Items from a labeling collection
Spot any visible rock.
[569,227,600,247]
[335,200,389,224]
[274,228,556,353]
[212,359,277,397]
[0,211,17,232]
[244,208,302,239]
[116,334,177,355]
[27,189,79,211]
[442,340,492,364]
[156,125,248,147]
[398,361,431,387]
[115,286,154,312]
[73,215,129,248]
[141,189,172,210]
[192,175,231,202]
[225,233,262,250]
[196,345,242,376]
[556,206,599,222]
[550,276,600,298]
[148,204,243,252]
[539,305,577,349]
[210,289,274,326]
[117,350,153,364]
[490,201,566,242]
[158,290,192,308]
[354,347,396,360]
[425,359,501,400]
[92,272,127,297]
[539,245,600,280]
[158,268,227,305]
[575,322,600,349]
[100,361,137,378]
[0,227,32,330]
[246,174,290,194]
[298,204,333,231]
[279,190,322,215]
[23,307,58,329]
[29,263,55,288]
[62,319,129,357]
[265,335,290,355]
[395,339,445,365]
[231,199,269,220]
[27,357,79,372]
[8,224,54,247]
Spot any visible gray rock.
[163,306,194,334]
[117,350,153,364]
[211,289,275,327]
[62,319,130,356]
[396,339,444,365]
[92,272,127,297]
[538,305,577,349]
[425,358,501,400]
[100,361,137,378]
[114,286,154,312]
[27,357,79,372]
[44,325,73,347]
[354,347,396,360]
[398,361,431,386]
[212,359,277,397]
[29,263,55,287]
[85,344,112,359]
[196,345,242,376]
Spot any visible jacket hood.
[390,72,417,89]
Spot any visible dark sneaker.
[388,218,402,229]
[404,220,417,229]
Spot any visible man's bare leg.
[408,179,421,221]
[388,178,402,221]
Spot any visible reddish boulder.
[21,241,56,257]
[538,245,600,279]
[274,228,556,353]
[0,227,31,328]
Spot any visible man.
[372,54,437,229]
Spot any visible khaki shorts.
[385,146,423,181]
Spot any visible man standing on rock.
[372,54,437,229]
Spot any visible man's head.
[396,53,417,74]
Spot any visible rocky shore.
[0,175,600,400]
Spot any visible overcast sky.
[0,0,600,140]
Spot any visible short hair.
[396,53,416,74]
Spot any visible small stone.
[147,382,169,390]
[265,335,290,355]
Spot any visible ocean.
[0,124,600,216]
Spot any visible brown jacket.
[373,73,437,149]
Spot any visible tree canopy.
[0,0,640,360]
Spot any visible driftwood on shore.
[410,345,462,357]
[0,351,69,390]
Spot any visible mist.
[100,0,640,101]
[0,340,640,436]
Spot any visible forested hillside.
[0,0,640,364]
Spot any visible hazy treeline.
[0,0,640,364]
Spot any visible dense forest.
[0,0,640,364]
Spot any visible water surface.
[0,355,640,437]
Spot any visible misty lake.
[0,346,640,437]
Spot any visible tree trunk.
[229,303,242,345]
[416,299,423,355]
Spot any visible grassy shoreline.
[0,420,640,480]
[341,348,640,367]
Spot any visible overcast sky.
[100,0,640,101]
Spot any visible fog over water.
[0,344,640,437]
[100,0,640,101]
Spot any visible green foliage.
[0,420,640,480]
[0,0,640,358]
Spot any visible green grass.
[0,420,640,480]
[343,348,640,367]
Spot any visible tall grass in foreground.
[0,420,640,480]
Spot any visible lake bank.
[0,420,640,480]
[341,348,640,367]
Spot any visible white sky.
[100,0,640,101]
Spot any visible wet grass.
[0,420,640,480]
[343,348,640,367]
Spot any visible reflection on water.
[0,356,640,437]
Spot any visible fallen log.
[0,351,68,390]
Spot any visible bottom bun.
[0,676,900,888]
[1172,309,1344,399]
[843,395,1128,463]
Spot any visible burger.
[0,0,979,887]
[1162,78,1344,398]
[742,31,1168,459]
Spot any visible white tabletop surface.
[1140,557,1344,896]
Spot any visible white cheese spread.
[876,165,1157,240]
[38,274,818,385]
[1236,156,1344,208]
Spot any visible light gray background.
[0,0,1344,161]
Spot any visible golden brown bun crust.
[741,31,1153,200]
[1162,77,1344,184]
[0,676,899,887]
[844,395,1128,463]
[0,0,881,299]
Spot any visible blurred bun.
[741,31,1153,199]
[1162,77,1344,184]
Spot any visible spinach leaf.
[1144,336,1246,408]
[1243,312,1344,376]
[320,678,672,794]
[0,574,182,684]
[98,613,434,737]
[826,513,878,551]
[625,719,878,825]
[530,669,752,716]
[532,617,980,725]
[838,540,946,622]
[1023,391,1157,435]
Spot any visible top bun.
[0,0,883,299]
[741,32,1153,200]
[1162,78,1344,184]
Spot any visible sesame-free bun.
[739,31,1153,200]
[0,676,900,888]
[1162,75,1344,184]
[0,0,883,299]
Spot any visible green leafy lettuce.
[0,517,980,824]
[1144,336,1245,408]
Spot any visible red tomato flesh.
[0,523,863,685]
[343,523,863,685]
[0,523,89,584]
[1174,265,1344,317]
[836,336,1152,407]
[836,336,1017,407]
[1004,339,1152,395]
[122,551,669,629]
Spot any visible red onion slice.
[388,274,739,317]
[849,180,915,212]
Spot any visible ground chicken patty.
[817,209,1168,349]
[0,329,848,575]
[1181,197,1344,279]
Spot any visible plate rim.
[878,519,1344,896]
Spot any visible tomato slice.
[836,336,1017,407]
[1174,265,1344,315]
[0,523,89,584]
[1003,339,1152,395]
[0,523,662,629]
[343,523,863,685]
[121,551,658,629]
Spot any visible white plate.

What needs to be done
Please copy the entire listing above line for line, leaving every character unchanged.

Completed exercise
Spot any visible rock.
[569,227,600,247]
[335,200,389,224]
[274,228,556,353]
[212,359,277,397]
[0,211,17,232]
[244,208,302,239]
[116,334,177,355]
[27,189,79,211]
[442,340,492,364]
[156,125,248,147]
[398,361,431,387]
[115,286,154,312]
[73,215,129,248]
[141,189,172,210]
[192,175,231,202]
[225,233,262,250]
[196,345,242,376]
[556,206,599,222]
[550,276,600,298]
[148,204,243,252]
[539,305,577,349]
[210,289,274,326]
[117,350,153,364]
[490,201,566,242]
[158,290,192,308]
[354,347,396,360]
[425,359,501,400]
[92,272,127,297]
[539,245,600,280]
[158,268,227,305]
[575,322,600,349]
[100,361,137,378]
[0,227,32,330]
[246,174,290,194]
[298,204,333,231]
[279,190,322,215]
[23,307,58,329]
[29,263,55,288]
[62,319,129,357]
[265,335,290,355]
[395,339,445,365]
[231,199,269,220]
[27,357,79,372]
[8,224,54,247]
Spot any visible gray rock.
[163,306,194,334]
[117,350,153,364]
[211,289,275,327]
[62,319,130,356]
[396,339,444,365]
[92,272,127,297]
[538,305,577,349]
[425,358,501,400]
[100,361,137,378]
[114,286,154,312]
[27,357,79,372]
[44,325,73,347]
[354,347,396,360]
[398,361,431,386]
[212,359,277,397]
[29,263,55,287]
[85,344,112,359]
[196,345,242,376]
Spot any visible jacket hood.
[390,72,417,89]
Spot any visible dark sneaker.
[388,218,402,229]
[404,220,417,229]
Spot any visible man's bare leg.
[408,179,421,221]
[388,178,402,221]
Spot any visible reddish boulder.
[21,241,56,257]
[538,245,600,279]
[274,228,556,353]
[0,227,31,328]
Spot any visible man.
[372,54,437,229]
Spot any visible khaki shorts.
[385,146,423,181]
Spot any visible man standing on rock.
[372,54,437,229]
Spot any visible man's head.
[396,53,417,74]
Spot any visible rocky shore.
[0,175,600,400]
Spot any visible overcast sky.
[0,0,600,140]
Spot any visible short hair.
[396,53,416,74]
Spot any visible small stone.
[147,382,169,390]
[265,335,290,355]
Spot any visible ocean.
[0,124,600,216]
Spot any visible brown jacket.
[373,73,437,149]
Spot any visible tree canopy.
[0,0,640,360]
Spot any visible driftwood on shore.
[410,345,462,357]
[0,351,69,390]
Spot any visible mist.
[100,0,640,101]
[0,340,640,436]
Spot any visible forested hillside.
[0,0,640,364]
Spot any visible hazy treeline.
[0,0,640,364]
Spot any visible dense forest.
[0,0,640,364]
Spot any visible water surface.
[0,355,640,437]
Spot any visible misty lake.
[0,346,640,437]
Spot any visible tree trunk.
[229,303,242,345]
[416,299,423,355]
Spot any visible grassy shoreline.
[0,420,640,480]
[341,348,640,367]
Spot any visible overcast sky.
[100,0,640,101]
Spot any visible fog over water.
[0,344,640,437]
[100,0,640,101]
Spot any visible green foliage.
[0,420,640,480]
[0,0,640,358]
Spot any visible green grass.
[0,420,640,480]
[343,348,640,367]
Spot any visible tall grass in foreground.
[0,420,640,480]
Spot any visible lake bank.
[0,420,640,480]
[341,348,640,367]
Spot any visible white sky.
[100,0,640,101]
Spot any visible wet grass.
[0,420,640,480]
[343,348,640,367]
Spot any visible reflection on water.
[0,356,640,437]
Spot any visible fallen log.
[0,351,68,390]
Spot any visible bottom bun.
[0,676,900,888]
[1172,309,1344,399]
[843,395,1128,463]
Spot any visible burger.
[0,0,979,887]
[1162,78,1344,398]
[742,31,1168,459]
Spot any visible white tabletop surface.
[1140,557,1344,896]
Spot any visible white cheese spread.
[876,165,1157,240]
[38,274,818,385]
[1236,156,1344,208]
Spot any visible light gray background.
[0,0,1344,161]
Spot any visible golden brown bun crust.
[741,31,1153,200]
[1162,77,1344,184]
[0,676,899,887]
[844,395,1128,463]
[0,0,881,299]
Spot any visible blurred bun.
[741,31,1153,199]
[1162,77,1344,184]
Spot any visible spinach leaf.
[1144,336,1246,408]
[1243,312,1344,376]
[320,678,672,794]
[0,574,182,684]
[98,613,434,737]
[826,513,878,551]
[625,719,878,825]
[530,669,752,716]
[532,617,980,725]
[838,540,946,622]
[1023,391,1157,435]
Spot any visible top bun.
[0,0,883,299]
[741,32,1153,200]
[1162,78,1344,184]
Spot any visible sesame-free bun.
[739,31,1153,200]
[0,676,900,888]
[1162,75,1344,184]
[0,0,883,299]
Spot any visible green leafy lettuce.
[0,517,980,824]
[1144,336,1245,408]
Spot any visible red tomato flesh.
[0,523,863,685]
[343,523,863,685]
[0,523,89,584]
[1174,265,1344,317]
[836,336,1152,407]
[836,336,1017,407]
[1004,339,1152,395]
[122,551,669,629]
Spot any visible red onion slice.
[388,274,739,317]
[849,180,915,212]
Spot any visible ground chicken patty.
[817,209,1168,349]
[0,329,848,575]
[1181,197,1344,279]
Spot any visible plate rim.
[878,519,1344,896]
Spot any visible tomato slice.
[836,336,1017,407]
[1174,265,1344,315]
[0,523,89,584]
[1003,339,1152,395]
[0,523,662,629]
[343,523,863,685]
[121,551,658,629]
Spot any visible white plate.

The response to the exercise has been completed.